> Work instructions
In the data below, find each line carrying the string "wooden" and copy it out.
** Material to process follows **
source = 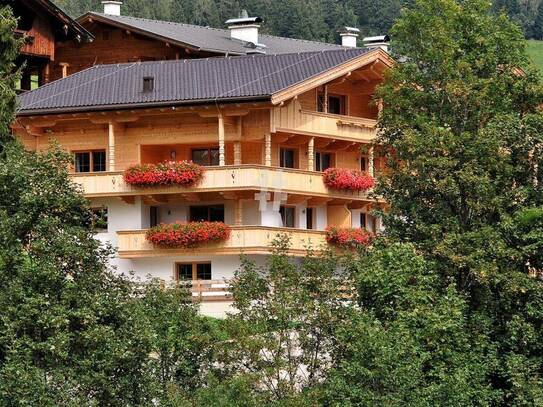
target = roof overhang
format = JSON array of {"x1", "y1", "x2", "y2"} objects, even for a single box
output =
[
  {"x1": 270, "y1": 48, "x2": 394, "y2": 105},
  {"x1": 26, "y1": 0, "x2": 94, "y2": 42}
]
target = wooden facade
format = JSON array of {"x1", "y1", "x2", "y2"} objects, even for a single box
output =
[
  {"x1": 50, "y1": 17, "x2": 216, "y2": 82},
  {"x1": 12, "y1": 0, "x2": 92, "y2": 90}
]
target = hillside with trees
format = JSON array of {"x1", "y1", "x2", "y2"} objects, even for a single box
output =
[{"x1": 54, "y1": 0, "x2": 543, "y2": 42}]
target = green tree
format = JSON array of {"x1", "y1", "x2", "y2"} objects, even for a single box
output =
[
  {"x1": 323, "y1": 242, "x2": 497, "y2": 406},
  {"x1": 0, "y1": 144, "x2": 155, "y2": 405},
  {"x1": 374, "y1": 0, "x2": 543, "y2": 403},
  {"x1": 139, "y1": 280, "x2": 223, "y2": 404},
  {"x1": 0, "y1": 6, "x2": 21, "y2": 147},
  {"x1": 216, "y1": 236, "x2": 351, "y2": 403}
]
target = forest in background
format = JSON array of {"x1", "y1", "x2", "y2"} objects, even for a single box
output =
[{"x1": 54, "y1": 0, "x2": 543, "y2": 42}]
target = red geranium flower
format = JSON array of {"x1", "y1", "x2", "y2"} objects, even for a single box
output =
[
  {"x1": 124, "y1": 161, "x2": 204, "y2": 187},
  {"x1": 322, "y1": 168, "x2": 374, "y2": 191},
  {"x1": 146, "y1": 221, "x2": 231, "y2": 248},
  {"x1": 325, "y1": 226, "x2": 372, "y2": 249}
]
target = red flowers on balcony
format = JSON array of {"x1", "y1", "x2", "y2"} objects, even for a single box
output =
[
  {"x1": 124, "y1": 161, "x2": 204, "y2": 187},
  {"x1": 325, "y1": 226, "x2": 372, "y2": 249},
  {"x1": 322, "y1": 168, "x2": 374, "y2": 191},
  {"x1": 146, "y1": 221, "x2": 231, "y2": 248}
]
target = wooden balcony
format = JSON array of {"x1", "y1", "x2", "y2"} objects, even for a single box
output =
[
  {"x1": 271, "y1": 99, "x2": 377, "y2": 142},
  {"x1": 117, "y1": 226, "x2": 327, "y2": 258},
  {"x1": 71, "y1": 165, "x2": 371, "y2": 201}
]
** End of Material to process **
** Material to process follows **
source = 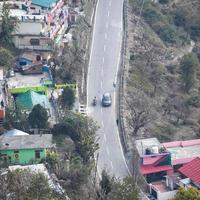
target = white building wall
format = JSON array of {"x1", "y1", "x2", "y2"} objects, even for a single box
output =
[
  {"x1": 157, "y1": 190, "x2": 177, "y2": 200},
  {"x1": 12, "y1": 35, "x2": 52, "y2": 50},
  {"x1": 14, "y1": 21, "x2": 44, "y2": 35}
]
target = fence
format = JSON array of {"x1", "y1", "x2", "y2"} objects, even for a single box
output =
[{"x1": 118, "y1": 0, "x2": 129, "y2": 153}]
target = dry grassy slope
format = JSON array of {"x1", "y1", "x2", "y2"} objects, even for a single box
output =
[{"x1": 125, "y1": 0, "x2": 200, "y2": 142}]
** End of Material to process **
> Expected output
target = wooden facade
target = wooden balcony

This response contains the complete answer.